Extract provided:
Visitors to this facility, also known as the Museum of Neuroanatomy, get a learning experience that’s literally more in-depth than a traditional slide- and textbook-based education.
Taken as a whole, the Brain Museum’s collection demonstrates how the components of our nervous systems work together. Visitors can see the brain’s layers and internal structures firsthand and view them from different angles.
More than 80 beautifully illuminated brain specimens highlight anatomical features such as the corpus callosum, hippocampus and cerebellum. Pathological specimens show conditions such as Alzheimer’s disease, cerebral aneurysms and hydrocephalus.
Dissections show the full pathways for vision and hearing, and photographs offer closer views of the brain’s intricate structures. A display that highlights the achievements of groundbreaking researchers in neuroanatomy sets the discipline in its historical context.
The museum also houses a world-class collection of slides that display stained cross-sections of brain tissue, which medical students and researchers can consult by arrangement with the Department of Pathology and Anatomical Sciences.

Complete the following:
1. How many illuminated brain specimens does the Brain Museum text say are on display?
2. Resume the Brain Museum text after its final sentence.

Information shown:
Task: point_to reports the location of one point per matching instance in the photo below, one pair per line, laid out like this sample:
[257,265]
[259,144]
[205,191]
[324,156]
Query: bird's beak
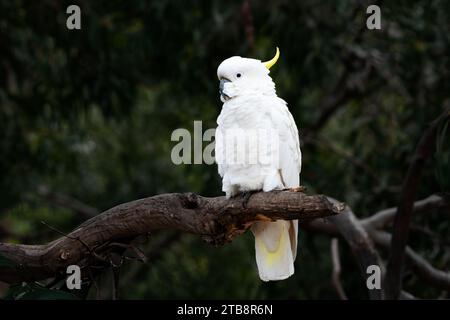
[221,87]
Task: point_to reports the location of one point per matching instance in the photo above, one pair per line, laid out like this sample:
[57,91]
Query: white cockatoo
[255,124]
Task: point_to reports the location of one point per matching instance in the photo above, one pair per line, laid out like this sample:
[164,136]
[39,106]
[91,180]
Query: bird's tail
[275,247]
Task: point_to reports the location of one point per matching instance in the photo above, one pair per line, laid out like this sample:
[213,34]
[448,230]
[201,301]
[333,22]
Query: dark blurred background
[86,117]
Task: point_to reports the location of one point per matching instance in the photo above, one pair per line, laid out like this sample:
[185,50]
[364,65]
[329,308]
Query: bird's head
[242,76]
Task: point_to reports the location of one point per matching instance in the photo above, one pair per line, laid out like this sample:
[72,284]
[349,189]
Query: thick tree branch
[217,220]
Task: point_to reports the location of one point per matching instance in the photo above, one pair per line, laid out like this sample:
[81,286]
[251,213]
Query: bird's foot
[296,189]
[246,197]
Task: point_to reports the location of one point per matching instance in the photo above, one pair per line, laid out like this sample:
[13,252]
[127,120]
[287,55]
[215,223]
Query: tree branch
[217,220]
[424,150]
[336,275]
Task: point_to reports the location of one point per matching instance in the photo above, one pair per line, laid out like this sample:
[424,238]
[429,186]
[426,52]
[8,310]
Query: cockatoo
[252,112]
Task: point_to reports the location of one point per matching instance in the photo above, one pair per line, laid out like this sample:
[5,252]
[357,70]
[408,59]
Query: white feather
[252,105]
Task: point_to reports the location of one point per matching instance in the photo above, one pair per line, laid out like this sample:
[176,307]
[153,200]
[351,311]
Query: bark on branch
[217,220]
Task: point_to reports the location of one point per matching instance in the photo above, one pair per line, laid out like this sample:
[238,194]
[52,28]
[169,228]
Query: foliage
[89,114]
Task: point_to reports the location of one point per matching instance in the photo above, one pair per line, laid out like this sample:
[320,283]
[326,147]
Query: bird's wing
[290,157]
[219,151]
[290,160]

---

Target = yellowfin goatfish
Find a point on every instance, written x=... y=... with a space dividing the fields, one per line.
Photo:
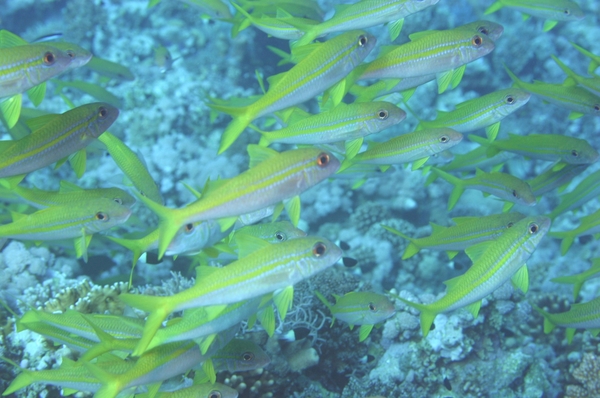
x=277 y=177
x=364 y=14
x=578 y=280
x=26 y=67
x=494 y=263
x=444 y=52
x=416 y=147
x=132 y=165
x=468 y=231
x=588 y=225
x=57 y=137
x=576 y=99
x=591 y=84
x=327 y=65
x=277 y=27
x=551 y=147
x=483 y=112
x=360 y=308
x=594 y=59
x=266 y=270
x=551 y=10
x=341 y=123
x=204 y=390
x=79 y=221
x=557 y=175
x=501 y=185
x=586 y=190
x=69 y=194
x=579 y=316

Results of the exercise:
1. More than 80.

2.
The museum’s founder and long-time curator, Harold Brody, MD ’61, PhD, prepared many of the specimens and slides himself. A former professor and chair of anatomy and cell biology, Brody built this exhibit to be used by everyone, from kindergartners to neurosurgery students.
Today, Christopher Cohan, PhD, professor of pathology and anatomical sciences, carries on Brody’s legacy. He makes the museum a core resource for students in his neuroscience classes and conducts tours for interested groups, which have included our own MD and PhD students, dental and occupational therapy students, psychology PhD candidates, guests at parents’ weekend and Girl Scouts.